(Records from a data collection)
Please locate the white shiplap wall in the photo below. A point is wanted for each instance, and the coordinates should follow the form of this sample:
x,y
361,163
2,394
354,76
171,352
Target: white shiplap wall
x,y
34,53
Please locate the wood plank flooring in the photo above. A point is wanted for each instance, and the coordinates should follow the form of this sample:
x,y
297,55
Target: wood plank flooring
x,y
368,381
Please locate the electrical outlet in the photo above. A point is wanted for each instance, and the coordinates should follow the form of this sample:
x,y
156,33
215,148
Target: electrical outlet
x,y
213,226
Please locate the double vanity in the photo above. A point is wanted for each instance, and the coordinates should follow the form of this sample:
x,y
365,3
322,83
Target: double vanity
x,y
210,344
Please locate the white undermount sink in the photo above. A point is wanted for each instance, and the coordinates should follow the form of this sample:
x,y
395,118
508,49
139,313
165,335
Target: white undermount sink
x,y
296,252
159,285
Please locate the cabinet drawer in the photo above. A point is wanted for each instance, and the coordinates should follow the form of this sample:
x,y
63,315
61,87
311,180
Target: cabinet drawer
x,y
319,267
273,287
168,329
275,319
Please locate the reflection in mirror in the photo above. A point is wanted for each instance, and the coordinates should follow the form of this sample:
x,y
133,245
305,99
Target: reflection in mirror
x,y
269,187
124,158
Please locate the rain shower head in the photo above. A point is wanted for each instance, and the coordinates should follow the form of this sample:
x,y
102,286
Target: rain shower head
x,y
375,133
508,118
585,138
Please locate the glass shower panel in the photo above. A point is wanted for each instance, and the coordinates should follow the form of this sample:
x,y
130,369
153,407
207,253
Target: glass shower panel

ABOUT THIS TASK: What is needed is a word-for-word copy of all the records above.

TASK RESULT:
Please locate the white shiplap wall in the photo below. A point is wanted for each instance, and the coordinates should follow the form of this sample:
x,y
361,163
2,394
354,76
171,352
Target: white shiplap wall
x,y
34,53
Please locate the wood plank flooring in the photo above. A point is wanted for each instance, and the coordinates should follow the form of this sample:
x,y
297,55
Target: wood plank flooring
x,y
368,381
Please locate the electrical outlet in the photo above. A point is wanted for each instance, and the coordinates should follow the form of this sample:
x,y
156,33
215,148
Target: electrical outlet
x,y
213,226
Please locate the double vanity in the photo above. A point is wanted for each instance, and the coordinates should follow the form of this sample:
x,y
365,3
322,83
Target: double vanity
x,y
210,344
Please locate the white undermount sink in the photo above. A point is wanted for each instance, and the coordinates should follow the form of this sample:
x,y
395,118
508,49
139,313
165,335
Target: white undermount sink
x,y
296,252
159,285
Please locate the cabinet drawer in the photo above. A point is wanted for each instance, and the coordinates should follow the form of this sample:
x,y
63,315
61,87
311,180
Target: cabinet drawer
x,y
319,267
273,287
168,329
275,319
Please locate the reflection in mirror in the photo above. A point is wanted for each instance, and the coordinates should follow the form of this sample:
x,y
133,245
305,99
Target: reflection in mirror
x,y
269,187
124,158
Please locate the rain shower head in the photo above. A point is wanted for each instance, and the coordinates should follow the form of this sample:
x,y
102,286
Target: rain shower head
x,y
375,133
508,118
585,138
Please locate the glass shower panel in the photo above. A point is wanted for each instance, and the coordinates should follow the form of this sample:
x,y
130,369
153,407
207,253
Target: glass shower panel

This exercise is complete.